**Document passage:**
......

Last week Premera Blue Cross Blue Shield of Alaska hosted a joint session for producers and employers reviewing the cost of healthcare in Alaska, impacts of the 80th Percentile, and how we set premiums.

If you were not able to attend the session, you can access the recording here.

Here’s the answers to your questions from the session:

  1. Can HMO plans really manage cost more effectively and have a positive impact on future renewal increases? For Washington small group, the highest average increase filed with the Office of the Insurance Commissioner for 2024, by far, is the Kaiser Permanente HMO platform.

Premera has never had an HMO in Alaska due to regulatory restrictions. HMOs have been proven effective in other markets in reducing costs. A typical HMO doesn’t include out-of-network benefits, the member’s network is somewhat more narrow which can reduce unit cost, and a member is often assigned a primary care provider at enrollment and that primary care provider can help steer and manage utilization of healthcare services.


  1. What does Premera do to help manage cost of care in the long term? Case management, claims management programs, etc.

......

**Dataset entries:**
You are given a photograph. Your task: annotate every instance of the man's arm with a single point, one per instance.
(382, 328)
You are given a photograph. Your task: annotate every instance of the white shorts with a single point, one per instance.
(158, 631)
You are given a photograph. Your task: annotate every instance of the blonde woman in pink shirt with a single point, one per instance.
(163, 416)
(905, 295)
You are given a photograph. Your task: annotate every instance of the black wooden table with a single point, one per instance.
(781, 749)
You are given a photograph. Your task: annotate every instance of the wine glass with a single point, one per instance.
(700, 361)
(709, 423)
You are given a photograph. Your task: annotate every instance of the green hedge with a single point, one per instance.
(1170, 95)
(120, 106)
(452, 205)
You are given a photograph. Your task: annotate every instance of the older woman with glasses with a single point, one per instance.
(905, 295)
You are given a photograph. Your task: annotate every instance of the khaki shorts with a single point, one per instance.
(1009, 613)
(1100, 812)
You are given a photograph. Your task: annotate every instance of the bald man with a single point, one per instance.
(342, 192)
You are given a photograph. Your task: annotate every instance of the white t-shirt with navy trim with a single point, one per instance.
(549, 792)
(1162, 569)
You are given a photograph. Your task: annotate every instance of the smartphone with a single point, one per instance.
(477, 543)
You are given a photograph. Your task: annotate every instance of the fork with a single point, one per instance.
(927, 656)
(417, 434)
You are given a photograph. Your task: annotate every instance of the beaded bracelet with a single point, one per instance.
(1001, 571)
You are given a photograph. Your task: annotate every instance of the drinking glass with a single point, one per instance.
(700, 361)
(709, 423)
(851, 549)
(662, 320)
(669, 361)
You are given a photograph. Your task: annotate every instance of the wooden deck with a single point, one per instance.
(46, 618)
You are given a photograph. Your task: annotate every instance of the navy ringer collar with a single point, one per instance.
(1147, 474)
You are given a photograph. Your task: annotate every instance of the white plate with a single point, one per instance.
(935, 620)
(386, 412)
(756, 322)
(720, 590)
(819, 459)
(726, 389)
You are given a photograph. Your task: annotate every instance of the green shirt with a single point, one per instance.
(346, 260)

......

**Tasks to complete:**
1. In the Premera session post, rewrite the paragraph beginning "Premera has never had an HMO in Alaska" as a short bulleted list that keeps its main facts.
2. Answer these questions from the Premera session post:
(a) Who hosted the joint session, and who was it for?
(b) Why has Premera never had an HMO in Alaska?
(c) What examples follow the question about how Premera manages the cost of care in the long term?

**Written responses:**
1.
- Premera has never offered an HMO in Alaska because of regulatory restrictions.
- HMOs have been shown to reduce costs in other markets.
- A typical HMO has no out-of-network benefits.
- Its network is somewhat narrower, which can lower unit cost.
- Members are often assigned a primary care provider at enrollment, who can help steer and manage their use of healthcare services.

2.
(a) Premera Blue Cross Blue Shield of Alaska hosted it for producers and employers.
(b) Because of regulatory restrictions.
(c) Case management and claims management programs.